DATA EXCERPTS:

---*---

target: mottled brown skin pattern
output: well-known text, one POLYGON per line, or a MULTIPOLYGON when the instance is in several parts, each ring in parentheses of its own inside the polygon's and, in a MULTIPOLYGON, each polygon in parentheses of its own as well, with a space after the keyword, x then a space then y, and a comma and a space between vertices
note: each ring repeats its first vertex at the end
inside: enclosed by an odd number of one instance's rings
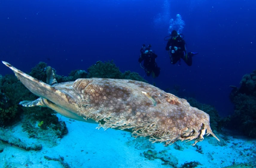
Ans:
POLYGON ((149 136, 166 145, 178 140, 202 140, 212 133, 207 113, 187 101, 153 86, 129 80, 79 79, 74 83, 80 100, 79 115, 100 127, 129 128, 135 137, 149 136), (103 121, 103 122, 102 122, 103 121))
POLYGON ((52 108, 61 107, 65 110, 59 112, 72 114, 66 116, 80 121, 91 119, 99 124, 99 128, 129 130, 135 137, 148 136, 166 146, 179 140, 194 140, 195 144, 206 133, 219 141, 211 129, 209 115, 147 83, 93 78, 50 86, 3 63, 31 92, 51 102, 52 108))

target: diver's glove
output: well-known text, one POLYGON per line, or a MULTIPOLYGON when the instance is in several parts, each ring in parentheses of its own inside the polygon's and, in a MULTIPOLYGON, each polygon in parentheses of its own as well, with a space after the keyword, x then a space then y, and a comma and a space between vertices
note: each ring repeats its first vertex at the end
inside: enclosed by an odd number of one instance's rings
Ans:
POLYGON ((177 50, 178 50, 178 47, 173 47, 174 49, 175 50, 175 51, 177 51, 177 50))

---*---

EXERCISE OBJECTIVE: Can you give all the rows again with "first vertex" replaced by "starting point" everywhere it stands and everything else unchanged, leaving the pictures out?

RESULT:
target: mottled brown skin pattern
output: well-known text, one POLYGON per line, or a MULTIPOLYGON when the instance is in several parts, each ring in parentheses of its own inside the polygon's and, in a MULTIPOLYGON, each polygon in parentheses of its own as well, with a space after the keyword, x then a space then y, and a comma and a space between vertices
note: each ring repeats its starting point at the end
inside: enclosed by an odd number of one instance's rings
Ans:
POLYGON ((149 136, 166 145, 178 140, 202 140, 212 133, 207 113, 187 101, 153 86, 129 80, 79 79, 74 83, 80 100, 79 115, 100 127, 129 128, 135 137, 149 136), (103 121, 103 122, 102 122, 103 121))
POLYGON ((52 108, 61 107, 65 110, 59 112, 72 114, 66 116, 80 121, 91 119, 99 124, 99 128, 129 130, 135 137, 148 136, 166 146, 179 140, 194 140, 195 144, 206 133, 219 141, 211 129, 209 115, 147 83, 93 78, 50 86, 3 63, 31 92, 51 102, 52 108))

target: diver's glove
output: well-known text, one POLYGON per line, or a MULTIPOLYGON when the instance is in several parts, each ring in parentheses of its own inside the polygon's and, in a MULTIPOLYGON, each polygon in parentheses of its own as well, with a space after the keyword, x then a space then y, and a comma and a space between vertices
note: each ring repeats its starting point at the end
inside: enclosed by an odd number of one instance's rings
Ans:
POLYGON ((177 50, 178 50, 178 47, 173 47, 174 49, 175 50, 175 51, 177 51, 177 50))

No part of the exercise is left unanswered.